**Problem:**
Examine the records and identify each line that includes the string "seen". Copy those lines.

--------------------------------------------------

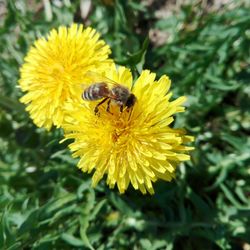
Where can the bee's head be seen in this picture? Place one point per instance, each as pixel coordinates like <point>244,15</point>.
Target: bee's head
<point>131,101</point>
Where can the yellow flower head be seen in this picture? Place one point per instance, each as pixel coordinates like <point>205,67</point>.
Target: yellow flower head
<point>54,69</point>
<point>135,145</point>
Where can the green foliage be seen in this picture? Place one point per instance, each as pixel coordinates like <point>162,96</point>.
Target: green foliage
<point>47,203</point>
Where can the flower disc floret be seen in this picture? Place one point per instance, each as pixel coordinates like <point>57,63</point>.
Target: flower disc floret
<point>135,146</point>
<point>55,67</point>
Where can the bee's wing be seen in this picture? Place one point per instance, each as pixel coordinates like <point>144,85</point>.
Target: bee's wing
<point>96,78</point>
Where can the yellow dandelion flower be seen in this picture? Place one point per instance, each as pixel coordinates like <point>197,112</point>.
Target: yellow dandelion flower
<point>54,68</point>
<point>136,145</point>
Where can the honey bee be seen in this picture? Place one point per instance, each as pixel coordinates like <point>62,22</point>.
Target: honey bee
<point>109,91</point>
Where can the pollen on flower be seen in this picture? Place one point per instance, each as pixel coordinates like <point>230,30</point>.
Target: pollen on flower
<point>54,69</point>
<point>135,146</point>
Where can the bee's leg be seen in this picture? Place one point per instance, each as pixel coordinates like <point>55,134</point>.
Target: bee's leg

--------------------------------------------------

**Exercise solution:**
Where can the bee's head be seen in this picture? Place one point per instance, each as pixel coordinates like <point>244,15</point>.
Where can the yellow flower head be seen in this picture? Place one point per instance, each as pixel coordinates like <point>205,67</point>.
Where can the green foliage be seen in this picture? Place one point per instance, each as pixel coordinates like <point>162,96</point>.
Where can the flower disc floret be seen in this picture? Place one point per instance, each as pixel coordinates like <point>57,63</point>.
Where can the bee's wing be seen in this picture? Place one point per instance, each as pixel coordinates like <point>144,85</point>.
Where can the yellow dandelion flower be seen in this picture? Place one point per instance, each as pixel coordinates like <point>197,112</point>.
Where can the honey bee be seen in this picture? Place one point per instance, each as pixel coordinates like <point>62,22</point>.
Where can the pollen on flower be seen in this picture? Place one point per instance, each as pixel coordinates like <point>230,30</point>.
Where can the bee's leg be seen in this picture? Place one point per instance, each as pixel coordinates like <point>55,134</point>.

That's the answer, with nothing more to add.